• [MATERIAL PROVIDED]
•••••
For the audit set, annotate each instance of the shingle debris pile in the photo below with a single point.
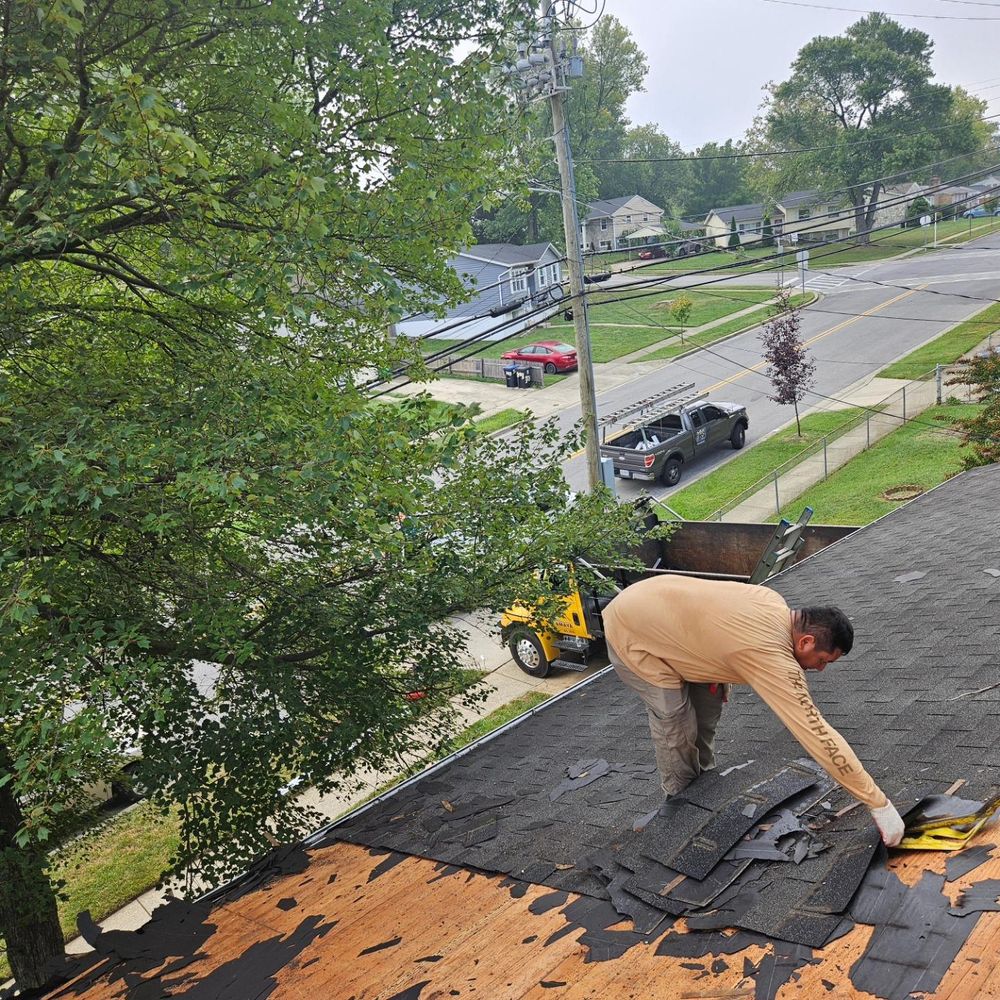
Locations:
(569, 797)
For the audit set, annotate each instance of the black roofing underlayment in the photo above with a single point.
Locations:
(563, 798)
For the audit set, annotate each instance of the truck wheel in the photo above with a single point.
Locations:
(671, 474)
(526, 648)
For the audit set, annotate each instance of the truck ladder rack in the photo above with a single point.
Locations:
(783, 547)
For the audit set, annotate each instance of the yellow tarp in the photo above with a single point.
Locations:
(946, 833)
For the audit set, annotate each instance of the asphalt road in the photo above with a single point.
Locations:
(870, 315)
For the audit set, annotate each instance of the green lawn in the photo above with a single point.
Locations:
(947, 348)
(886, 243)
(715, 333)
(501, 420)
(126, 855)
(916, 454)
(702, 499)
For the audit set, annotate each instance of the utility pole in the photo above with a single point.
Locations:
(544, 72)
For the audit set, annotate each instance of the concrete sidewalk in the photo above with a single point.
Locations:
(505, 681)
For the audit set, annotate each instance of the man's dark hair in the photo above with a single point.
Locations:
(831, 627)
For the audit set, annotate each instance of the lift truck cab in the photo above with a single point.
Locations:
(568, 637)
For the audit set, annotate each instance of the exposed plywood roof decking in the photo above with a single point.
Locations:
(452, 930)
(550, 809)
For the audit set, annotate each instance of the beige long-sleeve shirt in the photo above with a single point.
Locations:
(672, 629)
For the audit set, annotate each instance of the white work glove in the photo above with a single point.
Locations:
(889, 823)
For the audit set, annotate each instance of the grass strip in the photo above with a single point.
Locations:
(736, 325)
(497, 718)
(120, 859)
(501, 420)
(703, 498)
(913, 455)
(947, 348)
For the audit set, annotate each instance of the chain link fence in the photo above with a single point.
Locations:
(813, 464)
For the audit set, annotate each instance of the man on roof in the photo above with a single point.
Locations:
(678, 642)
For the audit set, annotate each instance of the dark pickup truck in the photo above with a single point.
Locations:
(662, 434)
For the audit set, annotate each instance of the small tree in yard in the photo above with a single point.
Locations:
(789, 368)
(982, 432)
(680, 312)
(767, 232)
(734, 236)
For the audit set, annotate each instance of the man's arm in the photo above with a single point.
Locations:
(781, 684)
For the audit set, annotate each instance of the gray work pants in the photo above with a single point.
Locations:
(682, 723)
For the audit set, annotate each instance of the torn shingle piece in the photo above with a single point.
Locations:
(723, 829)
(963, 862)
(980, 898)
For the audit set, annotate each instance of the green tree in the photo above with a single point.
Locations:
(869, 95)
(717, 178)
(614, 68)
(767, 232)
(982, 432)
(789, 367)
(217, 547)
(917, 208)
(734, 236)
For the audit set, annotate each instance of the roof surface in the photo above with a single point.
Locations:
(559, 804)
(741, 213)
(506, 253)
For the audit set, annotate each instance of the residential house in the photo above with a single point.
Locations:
•••••
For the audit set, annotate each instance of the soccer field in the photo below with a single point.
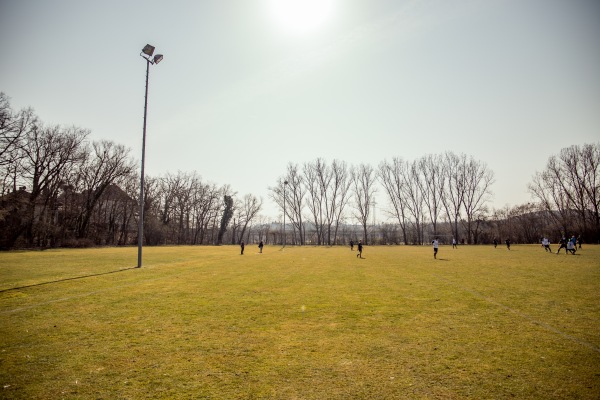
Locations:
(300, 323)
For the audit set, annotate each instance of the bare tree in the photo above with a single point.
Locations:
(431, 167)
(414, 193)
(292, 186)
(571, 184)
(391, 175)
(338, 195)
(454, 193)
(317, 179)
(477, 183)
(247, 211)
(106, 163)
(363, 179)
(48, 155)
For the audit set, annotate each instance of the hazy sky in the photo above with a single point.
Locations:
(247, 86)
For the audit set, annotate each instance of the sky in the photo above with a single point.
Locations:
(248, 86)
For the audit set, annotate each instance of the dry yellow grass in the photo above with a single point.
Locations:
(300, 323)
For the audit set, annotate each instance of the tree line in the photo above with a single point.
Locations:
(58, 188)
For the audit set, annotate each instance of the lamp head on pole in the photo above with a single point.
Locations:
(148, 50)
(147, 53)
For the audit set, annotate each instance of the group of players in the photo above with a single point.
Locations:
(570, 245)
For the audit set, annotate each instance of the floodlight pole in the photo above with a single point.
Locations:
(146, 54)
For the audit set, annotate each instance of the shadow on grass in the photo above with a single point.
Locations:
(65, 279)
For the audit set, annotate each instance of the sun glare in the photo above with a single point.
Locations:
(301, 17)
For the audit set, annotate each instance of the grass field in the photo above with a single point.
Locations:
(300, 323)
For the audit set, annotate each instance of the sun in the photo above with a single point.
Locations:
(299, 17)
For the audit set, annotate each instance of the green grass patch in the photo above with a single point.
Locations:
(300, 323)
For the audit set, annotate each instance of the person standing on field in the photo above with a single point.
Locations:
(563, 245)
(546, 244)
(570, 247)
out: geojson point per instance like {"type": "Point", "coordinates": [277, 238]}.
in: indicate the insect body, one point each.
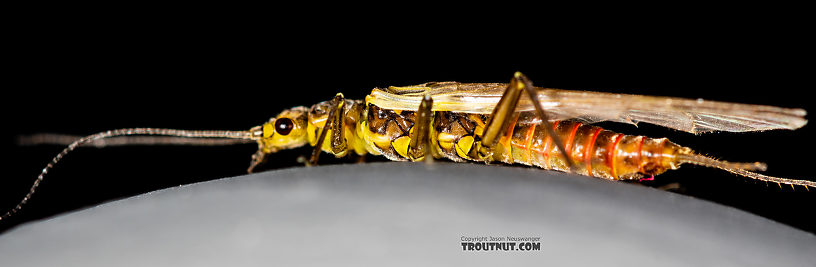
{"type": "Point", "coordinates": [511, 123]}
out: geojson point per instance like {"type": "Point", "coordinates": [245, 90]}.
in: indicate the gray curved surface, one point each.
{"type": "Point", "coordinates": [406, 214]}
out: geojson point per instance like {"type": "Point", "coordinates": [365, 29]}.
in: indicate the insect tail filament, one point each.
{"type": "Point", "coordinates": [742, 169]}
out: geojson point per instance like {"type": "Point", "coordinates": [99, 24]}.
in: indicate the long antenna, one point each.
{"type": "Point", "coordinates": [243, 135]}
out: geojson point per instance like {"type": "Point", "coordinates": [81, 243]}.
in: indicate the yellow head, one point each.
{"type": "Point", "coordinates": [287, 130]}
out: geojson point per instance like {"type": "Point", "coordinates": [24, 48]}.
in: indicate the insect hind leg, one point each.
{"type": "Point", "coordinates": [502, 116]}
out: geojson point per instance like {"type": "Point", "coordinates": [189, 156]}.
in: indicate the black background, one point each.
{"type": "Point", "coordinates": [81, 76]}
•••••
• [WORK TO BE COMPLETED] Gather every line from the records above that contains the word "grass", copying each one in full.

• [EXERCISE SOLUTION]
For the audit set, annotate each instance of the grass strip in the photo above with a single point.
For the audit set, annotate each instance of the dry yellow grass in the photo above with a single point.
For the audit set, annotate each instance of the shadow on grass in the photo above with a single point.
For the audit set, annotate each instance of the grass field in the photo above with a single point.
For the audit set, annotate each instance of the green grass patch in the photo above with a single point.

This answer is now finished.